Texte source>

Adiel Akplogan, CEO d’AFRINIC: ‘‘Chaque gouvernement a envi d’avoir son mot à dire sur la gestion d’Internet’’ – (2ème partie)
Itmag.sn : Il a été question à un moment d’un pool d’adresses IP restant coté IANA que les registres devaient se partager, …qu’en est il exactement????
Adiel AKPLOGAN : Très bonne question, très intéressante ! Oui effectivement, comme je l’ai souligné tout à l’heure la façon dont les adresses IP sont gérés est défini généralement par la communauté, donc ce sont les opérateurs qui discutent, qui arrivent à un consensus sur le mode gestion des adresses non seulement par AFRINIC mais également comme vous l’avez bien noté au niveau d’IANA (Internet Assigned Numbers Authority), c’est-à-dire que les opérateurs définissent comment IANA gèrent les adresses avec les registres régionaux comme AFRINIC. Comme vous l’avez dit, il y a eu cette politique qui a été proposée l’année dernière pour que l’IANA réserve un certain nombre de blocs d’adresses IPV4 pour les registres à la fin, c’est-à-dire au moment où nous aurons utilisé tout le bloc qu’il gère, que le dernier soit reparti de façon uniforme c’est-à-dire chaque registre régional obtiendra d’IANA le même quantité d’adresses IP et ce sera à chaque registre de le gérer localement. Et à la fin de la discussion, il a été retenu qu’IANA réserve pour chaque registre un bloc de 16 millions d’adresses IPV4, donc 5 lots de 16 millions d’adresses vont être redistribués aux cinq registres. Ce sera à chaque registre de voir l’utilisation qu’elle en fera. Actuellement d’ailleurs, il y a des discussions en cours pour voir comment dans notre région, AFRINIC devra gérer ce dernier lot de blocs IPV4. Ceci implique l’identification d’infrastructures critiques qui pourraient obtenir ces adresses IPV4 en priorité, définir le minimum d’allocation qu’AFRINIC pourra faire aux opérateurs dans ce bloc, les conditions d’allocations à partir de cette étape. Par exemple, nous allons être plus rigoureux sur IPV6 en disant que nous ne vous allouerons des adresses IPV4 que si vous vous engager à déployer IPV6 en retour, si vous ne justifier pas d’un plan de déploiement IPV6, nous ne vous allouerons pas adresses en IPV4. Car nous sommes conscients que certains réseaux ont besoin d’IPV4 pour pouvoir planifier leur transition. Au niveau globale, il y a un accord sur le fait que qu’IANA réservera un bloc d’adressing /8 par registre, chaque registre aura la responsabilité de définir comment elle utilisera ces blocs.
Imaginons le scénario suivant : L’épuisement de toutes les adresses IPV4 chez les autres registres au moment où AFRINIC aurait encore en réserve des adresses en IPV4. L’ICANN ne pourrait elle pas nous obliger à partager ces adresses non encore utilisées mais dont nous aurons besoin plus tard ?

Enregistrements d’une collecte de données

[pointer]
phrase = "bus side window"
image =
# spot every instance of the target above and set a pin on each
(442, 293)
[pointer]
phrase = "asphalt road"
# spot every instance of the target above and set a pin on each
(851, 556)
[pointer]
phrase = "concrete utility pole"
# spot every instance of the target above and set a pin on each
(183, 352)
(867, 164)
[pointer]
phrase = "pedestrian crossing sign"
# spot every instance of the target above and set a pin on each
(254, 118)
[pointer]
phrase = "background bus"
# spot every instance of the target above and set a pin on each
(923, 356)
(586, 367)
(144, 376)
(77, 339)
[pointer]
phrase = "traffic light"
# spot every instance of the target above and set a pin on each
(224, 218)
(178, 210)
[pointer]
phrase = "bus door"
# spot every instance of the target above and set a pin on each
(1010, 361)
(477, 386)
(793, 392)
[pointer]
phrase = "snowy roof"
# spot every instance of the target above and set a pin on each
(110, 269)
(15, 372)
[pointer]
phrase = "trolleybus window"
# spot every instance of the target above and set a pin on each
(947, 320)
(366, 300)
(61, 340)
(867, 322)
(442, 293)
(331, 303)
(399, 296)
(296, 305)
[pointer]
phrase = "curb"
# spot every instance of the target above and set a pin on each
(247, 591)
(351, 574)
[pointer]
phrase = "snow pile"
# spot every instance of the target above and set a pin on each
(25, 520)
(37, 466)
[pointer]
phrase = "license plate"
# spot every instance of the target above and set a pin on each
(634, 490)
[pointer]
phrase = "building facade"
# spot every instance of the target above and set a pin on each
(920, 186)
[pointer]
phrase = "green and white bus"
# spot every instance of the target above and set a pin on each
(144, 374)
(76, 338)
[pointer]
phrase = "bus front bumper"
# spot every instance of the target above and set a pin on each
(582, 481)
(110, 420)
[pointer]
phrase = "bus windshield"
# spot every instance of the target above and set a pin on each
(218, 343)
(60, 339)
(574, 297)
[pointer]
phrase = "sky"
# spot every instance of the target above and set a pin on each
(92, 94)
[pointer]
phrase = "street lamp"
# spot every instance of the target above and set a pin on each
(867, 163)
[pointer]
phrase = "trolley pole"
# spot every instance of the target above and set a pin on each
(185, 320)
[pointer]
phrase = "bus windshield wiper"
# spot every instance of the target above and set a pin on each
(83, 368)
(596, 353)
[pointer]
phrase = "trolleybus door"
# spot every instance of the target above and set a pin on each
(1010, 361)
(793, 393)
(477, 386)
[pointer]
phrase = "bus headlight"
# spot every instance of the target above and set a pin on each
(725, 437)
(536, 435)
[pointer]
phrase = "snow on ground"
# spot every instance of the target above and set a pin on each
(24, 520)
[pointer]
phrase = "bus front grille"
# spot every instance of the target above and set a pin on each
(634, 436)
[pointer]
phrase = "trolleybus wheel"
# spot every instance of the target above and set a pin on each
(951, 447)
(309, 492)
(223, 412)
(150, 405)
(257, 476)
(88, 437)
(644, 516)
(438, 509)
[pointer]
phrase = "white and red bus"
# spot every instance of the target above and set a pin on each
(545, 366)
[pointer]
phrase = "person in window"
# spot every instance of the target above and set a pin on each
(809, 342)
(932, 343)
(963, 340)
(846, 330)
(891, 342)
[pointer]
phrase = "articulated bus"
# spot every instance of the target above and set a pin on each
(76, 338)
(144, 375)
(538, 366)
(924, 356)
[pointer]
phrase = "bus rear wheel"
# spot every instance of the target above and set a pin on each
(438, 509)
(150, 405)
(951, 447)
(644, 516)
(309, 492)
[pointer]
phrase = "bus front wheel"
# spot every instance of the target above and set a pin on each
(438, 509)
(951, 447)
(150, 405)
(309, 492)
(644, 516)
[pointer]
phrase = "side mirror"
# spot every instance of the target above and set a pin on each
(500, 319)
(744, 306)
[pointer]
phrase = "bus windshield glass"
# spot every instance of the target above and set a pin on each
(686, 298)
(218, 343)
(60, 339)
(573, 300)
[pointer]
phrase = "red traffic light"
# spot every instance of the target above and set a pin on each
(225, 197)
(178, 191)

Consignes>
1) Modifiez l’entretien sur AFRINIC en réécrivant le passage qui va de « Imaginons le scénario » jusqu’à « plus tard ? » inclus, avec « cas de figure » à la place de « scénario ».
2) Rassemblez toutes les lignes des données qui contiennent le mot « side ».

Corrigés>
1)
Imaginons le cas de figure suivant : L’épuisement de toutes les adresses IPV4 chez les autres registres au moment où AFRINIC aurait encore en réserve des adresses en IPV4. L’ICANN ne pourrait elle pas nous obliger à partager ces adresses non encore utilisées mais dont nous aurons besoin plus tard ?

2)
phrase = "bus side window"
phrase = "side mirror"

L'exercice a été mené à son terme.